STUDY MATERIAL —
_____

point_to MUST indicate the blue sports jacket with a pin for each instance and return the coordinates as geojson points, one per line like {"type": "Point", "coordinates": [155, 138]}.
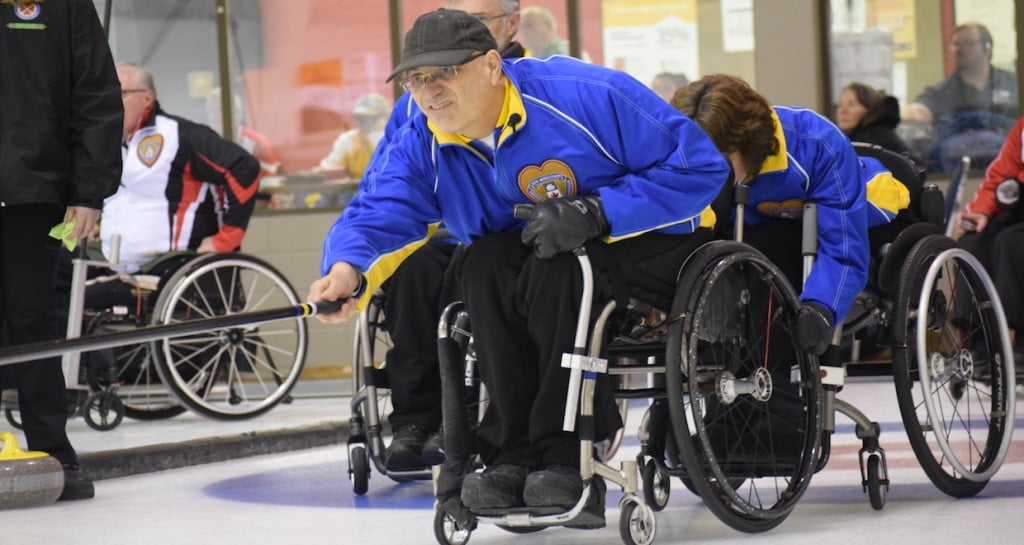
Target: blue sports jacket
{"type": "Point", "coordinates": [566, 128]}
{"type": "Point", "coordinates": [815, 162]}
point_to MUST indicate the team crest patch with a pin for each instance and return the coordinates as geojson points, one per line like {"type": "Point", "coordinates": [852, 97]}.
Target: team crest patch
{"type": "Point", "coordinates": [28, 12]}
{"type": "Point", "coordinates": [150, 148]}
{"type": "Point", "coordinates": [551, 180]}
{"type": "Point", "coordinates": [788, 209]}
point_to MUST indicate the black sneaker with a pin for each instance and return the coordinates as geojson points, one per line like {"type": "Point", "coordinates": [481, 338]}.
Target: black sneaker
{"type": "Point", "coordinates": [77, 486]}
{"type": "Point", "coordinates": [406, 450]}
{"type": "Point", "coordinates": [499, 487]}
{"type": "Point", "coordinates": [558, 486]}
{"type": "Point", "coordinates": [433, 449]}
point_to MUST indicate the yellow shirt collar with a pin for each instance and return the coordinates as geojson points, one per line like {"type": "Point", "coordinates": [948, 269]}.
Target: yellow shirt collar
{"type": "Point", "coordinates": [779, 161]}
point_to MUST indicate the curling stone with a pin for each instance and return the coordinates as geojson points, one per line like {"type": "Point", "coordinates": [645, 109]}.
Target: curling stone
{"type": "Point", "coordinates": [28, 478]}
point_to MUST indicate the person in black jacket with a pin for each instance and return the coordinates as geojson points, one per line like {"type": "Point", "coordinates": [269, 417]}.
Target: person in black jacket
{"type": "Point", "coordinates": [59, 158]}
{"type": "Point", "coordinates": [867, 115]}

_____

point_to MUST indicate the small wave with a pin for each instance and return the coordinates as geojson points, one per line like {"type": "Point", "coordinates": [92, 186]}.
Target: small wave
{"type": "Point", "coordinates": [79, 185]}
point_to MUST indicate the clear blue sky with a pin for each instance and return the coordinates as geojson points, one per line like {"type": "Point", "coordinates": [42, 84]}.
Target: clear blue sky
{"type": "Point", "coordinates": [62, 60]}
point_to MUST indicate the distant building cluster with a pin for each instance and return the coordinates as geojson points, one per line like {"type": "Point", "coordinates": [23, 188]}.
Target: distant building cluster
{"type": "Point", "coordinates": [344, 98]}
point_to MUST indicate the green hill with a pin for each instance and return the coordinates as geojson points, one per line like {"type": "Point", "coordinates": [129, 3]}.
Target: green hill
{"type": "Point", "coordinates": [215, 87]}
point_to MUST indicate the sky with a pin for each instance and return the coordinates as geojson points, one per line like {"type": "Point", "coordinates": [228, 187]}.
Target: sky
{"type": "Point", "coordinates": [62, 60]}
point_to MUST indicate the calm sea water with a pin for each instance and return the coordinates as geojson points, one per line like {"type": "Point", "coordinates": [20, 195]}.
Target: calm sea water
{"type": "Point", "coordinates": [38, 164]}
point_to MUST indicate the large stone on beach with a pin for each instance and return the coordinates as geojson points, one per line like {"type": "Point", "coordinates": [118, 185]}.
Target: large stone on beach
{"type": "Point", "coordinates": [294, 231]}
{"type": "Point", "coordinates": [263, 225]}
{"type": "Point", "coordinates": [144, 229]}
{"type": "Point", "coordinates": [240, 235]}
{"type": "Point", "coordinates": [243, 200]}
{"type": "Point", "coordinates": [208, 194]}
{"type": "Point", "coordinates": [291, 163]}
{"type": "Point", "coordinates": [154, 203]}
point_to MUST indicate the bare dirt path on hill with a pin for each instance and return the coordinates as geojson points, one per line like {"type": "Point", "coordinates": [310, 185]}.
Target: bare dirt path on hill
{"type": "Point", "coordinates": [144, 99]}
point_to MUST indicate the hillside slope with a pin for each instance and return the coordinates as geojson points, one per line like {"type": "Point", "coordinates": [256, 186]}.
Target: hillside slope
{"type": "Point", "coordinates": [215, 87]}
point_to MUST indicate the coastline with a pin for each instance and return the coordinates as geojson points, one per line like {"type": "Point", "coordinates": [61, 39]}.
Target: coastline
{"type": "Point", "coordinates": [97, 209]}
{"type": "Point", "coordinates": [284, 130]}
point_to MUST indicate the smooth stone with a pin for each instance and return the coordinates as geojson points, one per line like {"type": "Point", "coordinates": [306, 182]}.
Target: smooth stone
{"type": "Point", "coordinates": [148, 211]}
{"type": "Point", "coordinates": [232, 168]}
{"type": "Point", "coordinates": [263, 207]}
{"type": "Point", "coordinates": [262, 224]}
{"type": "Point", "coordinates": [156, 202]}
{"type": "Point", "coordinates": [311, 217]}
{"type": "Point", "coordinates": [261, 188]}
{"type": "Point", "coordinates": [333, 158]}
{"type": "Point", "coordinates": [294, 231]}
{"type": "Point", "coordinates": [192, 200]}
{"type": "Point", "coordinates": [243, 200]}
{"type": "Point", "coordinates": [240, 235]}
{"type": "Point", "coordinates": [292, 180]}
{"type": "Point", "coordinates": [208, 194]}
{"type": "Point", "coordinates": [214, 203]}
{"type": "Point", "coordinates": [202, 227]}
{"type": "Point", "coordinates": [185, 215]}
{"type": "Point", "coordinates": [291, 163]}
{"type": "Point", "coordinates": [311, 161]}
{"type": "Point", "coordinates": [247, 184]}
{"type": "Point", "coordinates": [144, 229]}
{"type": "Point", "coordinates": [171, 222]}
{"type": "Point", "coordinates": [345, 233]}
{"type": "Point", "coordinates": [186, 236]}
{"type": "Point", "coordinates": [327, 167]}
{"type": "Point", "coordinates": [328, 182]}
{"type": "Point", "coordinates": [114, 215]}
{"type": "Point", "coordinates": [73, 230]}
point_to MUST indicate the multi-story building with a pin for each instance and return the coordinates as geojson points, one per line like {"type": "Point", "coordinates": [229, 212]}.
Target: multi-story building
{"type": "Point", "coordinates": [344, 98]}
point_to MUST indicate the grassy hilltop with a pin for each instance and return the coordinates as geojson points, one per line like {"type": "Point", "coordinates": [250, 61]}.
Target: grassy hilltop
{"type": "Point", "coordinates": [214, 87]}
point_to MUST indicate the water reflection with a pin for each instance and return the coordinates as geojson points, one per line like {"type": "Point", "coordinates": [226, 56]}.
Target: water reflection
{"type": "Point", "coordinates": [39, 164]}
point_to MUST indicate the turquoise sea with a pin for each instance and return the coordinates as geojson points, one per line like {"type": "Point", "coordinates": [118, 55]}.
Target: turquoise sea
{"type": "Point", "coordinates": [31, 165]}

_____

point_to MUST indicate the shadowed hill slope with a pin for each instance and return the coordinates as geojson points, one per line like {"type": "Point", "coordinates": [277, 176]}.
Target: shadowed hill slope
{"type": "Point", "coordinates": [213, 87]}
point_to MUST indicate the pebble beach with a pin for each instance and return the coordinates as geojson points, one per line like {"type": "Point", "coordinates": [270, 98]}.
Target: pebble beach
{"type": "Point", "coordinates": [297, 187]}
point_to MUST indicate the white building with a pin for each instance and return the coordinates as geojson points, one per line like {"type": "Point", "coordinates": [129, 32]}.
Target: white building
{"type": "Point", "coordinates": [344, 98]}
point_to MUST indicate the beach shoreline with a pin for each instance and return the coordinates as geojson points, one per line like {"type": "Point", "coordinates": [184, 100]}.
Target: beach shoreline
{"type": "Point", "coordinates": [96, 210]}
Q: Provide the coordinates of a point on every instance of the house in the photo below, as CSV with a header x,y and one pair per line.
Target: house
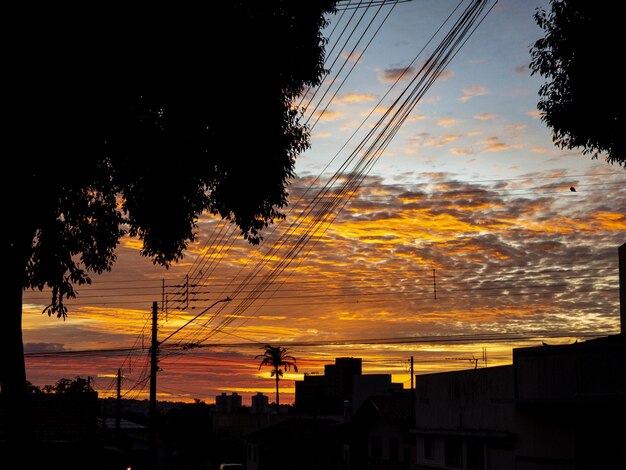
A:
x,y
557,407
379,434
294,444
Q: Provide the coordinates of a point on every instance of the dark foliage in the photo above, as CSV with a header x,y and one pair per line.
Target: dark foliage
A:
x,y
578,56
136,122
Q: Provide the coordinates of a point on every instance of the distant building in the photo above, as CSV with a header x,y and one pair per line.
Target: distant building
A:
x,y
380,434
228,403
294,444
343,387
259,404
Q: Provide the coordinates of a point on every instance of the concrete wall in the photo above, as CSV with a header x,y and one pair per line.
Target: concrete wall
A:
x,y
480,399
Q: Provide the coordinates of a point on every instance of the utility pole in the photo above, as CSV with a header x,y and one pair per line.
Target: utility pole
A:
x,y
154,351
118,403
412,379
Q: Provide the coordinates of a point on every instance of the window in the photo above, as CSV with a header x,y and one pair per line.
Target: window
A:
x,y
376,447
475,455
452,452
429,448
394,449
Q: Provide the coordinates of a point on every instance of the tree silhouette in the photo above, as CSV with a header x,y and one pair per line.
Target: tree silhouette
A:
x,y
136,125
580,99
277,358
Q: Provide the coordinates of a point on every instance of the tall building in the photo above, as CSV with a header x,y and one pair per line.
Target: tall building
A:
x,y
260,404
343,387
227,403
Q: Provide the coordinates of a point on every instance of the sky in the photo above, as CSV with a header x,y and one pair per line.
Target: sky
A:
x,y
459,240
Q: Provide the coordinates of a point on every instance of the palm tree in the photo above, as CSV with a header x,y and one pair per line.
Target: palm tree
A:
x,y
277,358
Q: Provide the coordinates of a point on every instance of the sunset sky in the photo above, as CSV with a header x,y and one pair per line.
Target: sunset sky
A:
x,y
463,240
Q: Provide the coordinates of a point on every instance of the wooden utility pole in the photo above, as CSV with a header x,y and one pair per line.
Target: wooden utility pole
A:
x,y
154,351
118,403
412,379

_____

WHAT YOU HAVE TO DO — Could you return exactly the stretch of the data above that starts at the line with "point_to MUST indicate the distant" and ends at the line with "point_to MUST indicate the green", both lines included?

YOUR RESPONSE —
point_to MUST indicate the distant building cluster with a pin for each instance and return the coordinates as geojson points, one per line like {"type": "Point", "coordinates": [23, 188]}.
Target: distant building cluster
{"type": "Point", "coordinates": [344, 98]}
point_to MUST indicate the green hill with a pin for each instance and return the coordinates as geojson points, one per line like {"type": "Point", "coordinates": [129, 3]}.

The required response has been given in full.